## Texto para leer
○ ○ ○ ○ ○ ○ ○
Por: AGENCIA / SHD
Puede que los humanos no nazcamos precisamente con un pan bajo el brazo, pero sí dotados de un sistema inmunitario que es todo un portento defendiéndonos de los agentes patógenos que continuamente nos rondan. “Cuando uno nos ataca, primero actúa el sistema inmune innato, compuesto principalmente por macrófagos, que dan la voz de alarma, pero de un modo inespecífico, es decir, sin tener en cuenta el tipo de agresor”, indica en una entrevista a MUY la inmunóloga Matilde Cañelles, del Instituto de Parasitología y Biomedicina López-Neyra, en Granada.
Mientras llegan los refuerzos, los macrófagos no se lo piensan dos veces y se enfrentan a los invasores. Literalmente, se los comen. No en vano, se trata de células fagocitarias que se dedican a digerir microorganismos. Puede que sean un poco toscos, pero resultan muy eficaces como primera línea de defensa y proporcionan información clave sobre el enemigo a las células del sistema inmune adquirido o adaptativo.
El cabecilla, por así decirlo, es el denominado linfocito t colaborador, un tipo celular que actúa como coordinador del resto del citado ejército. A fin de cuentas, es el que dispone de los receptores de antígeno altamente específicos –los antígenos son sustancias que inducen una respuesta inmunitaria en el organismo, lo que provoca la formación de anticuerpos–, capaces de reconocer y diferenciar miles de millones de moléculas diferentes.
○ ○ ○ ○ ○ ○ ○
## Datos de origen
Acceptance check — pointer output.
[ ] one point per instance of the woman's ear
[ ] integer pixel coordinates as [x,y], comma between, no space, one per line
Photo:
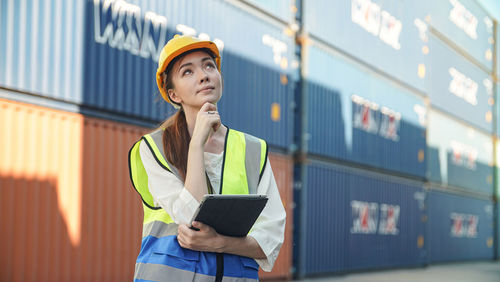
○ ○ ○ ○ ○ ○ ○
## Orden de trabajo 1
Repite literalmente un fragmento del texto sobre el sistema inmunitario: empieza en las palabras que contienen "Mientras llegan los" y detente después de "adquirido o adaptativo.".
## Orden de trabajo 2
Resume en dos oraciones el texto sobre el sistema inmunitario.
## Orden de trabajo 3
Según el texto sobre el sistema inmunitario, ¿en qué institución trabaja la inmunóloga Matilde Cañelles?

## Solución 1
Mientras llegan los refuerzos, los macrófagos no se lo piensan dos veces y se enfrentan a los invasores. Literalmente, se los comen. No en vano, se trata de células fagocitarias que se dedican a digerir microorganismos. Puede que sean un poco toscos, pero resultan muy eficaces como primera línea de defensa y proporcionan información clave sobre el enemigo a las células del sistema inmune adquirido o adaptativo.

## Solución 2
Ante un ataque, primero actúa el sistema inmune innato, formado principalmente por macrófagos que dan la voz de alarma de modo inespecífico, digieren a los invasores y proporcionan información clave a las células del sistema inmune adquirido o adaptativo. Este sistema lo coordina el linfocito t colaborador, que dispone de receptores de antígeno altamente específicos, capaces de reconocer y diferenciar miles de millones de moléculas diferentes.

## Solución 3
En el Instituto de Parasitología y Biomedicina López-Neyra, en Granada.